Extracted text below:

Female Iberian lynx Aura, the third lynx to be included in the Ex-situ Conservation Programme, died on 27 October in southern Spain’s Doñana Nature Park (Huelva). Aura lived to be 20 years old, making her the longest-lived Iberian lynx recorded so far.
Ex-situ, the programme dedicated to lynx conservation, announced this on social media. Ex-situ points out that when Aura was born in 2002, the lynx was in a “critical” condition. At that time, there were fewer than 100 lynxes left in Spain and the species was in danger of extinction. Recovery of the lynx population has taken years of intensive work. It has also taken millions of euros of investment in various conservation programmes. Now, 20 years after the census back then, there are over 1,300 wild Iberian lynx living.
Aura’s genes have been passed down from generation to generation. Thanks to her contribution, the lynx population has increased by more than 900 individuals (in captivity and in the wild). Together with the male Eucalyptus, Aura was the main protagonist of the El Acebuche breeding centre.
Aura was born in Doñana, and when she was three weeks old, she was selected as the founder of the captive breeding programme. She lived in the Jerez zoo when she was a cub weighing just 700 grams. Together with her sister, she was transferred to the El Acebuche breeding centre. There, she gave birth to as many as 14 cubs over the course of her life. In 2018, Aura was removed from the breeding programme to become an ambassador for the species at the El Acebuche visitor centre.

End of Extracted text.
Extracted data below:

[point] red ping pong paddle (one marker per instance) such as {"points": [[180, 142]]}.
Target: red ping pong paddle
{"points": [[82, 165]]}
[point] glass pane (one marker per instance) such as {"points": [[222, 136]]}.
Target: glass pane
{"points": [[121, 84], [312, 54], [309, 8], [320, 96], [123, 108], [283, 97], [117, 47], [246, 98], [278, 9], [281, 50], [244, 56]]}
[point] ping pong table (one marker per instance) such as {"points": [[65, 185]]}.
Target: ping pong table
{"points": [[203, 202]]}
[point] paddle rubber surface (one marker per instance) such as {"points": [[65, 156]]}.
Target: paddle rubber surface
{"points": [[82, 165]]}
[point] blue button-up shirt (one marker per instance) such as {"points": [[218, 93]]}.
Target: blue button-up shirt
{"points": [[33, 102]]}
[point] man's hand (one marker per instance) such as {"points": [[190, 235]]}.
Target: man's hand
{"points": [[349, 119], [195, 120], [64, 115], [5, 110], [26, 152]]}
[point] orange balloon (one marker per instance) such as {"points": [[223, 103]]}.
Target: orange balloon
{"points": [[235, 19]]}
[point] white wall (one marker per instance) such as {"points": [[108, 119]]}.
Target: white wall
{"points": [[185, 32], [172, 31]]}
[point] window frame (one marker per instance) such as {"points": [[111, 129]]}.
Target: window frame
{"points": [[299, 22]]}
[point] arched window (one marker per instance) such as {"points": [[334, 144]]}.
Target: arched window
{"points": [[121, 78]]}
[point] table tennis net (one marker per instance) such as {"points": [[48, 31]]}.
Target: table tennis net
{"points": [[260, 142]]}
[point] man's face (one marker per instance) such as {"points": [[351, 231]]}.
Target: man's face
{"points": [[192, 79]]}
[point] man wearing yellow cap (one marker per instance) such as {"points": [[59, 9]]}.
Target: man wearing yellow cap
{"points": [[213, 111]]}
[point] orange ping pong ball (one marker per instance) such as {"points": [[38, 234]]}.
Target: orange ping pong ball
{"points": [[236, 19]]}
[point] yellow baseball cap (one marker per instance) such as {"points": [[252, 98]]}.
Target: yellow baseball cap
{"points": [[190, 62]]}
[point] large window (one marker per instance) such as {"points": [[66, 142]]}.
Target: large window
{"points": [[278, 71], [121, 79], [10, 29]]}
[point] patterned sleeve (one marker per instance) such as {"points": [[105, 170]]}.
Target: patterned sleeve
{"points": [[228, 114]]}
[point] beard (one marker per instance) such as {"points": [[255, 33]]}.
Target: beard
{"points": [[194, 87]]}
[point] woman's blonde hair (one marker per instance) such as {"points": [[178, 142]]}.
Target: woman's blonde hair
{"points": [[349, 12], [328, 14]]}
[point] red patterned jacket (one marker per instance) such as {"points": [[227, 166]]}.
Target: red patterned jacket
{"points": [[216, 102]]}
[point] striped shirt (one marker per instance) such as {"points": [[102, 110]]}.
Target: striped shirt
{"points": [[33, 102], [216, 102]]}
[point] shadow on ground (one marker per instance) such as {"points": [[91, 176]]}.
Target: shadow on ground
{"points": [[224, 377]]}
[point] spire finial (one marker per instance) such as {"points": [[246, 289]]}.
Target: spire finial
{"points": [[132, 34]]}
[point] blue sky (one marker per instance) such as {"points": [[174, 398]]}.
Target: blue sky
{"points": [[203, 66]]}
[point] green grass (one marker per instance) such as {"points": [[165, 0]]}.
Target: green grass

End of Extracted data.

What to work on:
Using the text about Aura, decide whether each statement agrees with it, answering yes or no and quoting the words that settle it. 1. Aura gave birth to 14 cubs during her life. 2. Aura was removed from the breeding programme in 2020. 3. Fewer than 1,000 Iberian lynx now live in the wild. Use only the text about Aura, not the rows.

Response area:
1. Yes: "she gave birth to as many as 14 cubs over the course of her life"
2. No: "In 2018, Aura was removed from the breeding programme"
3. No: "there are over 1,300 wild Iberian lynx living"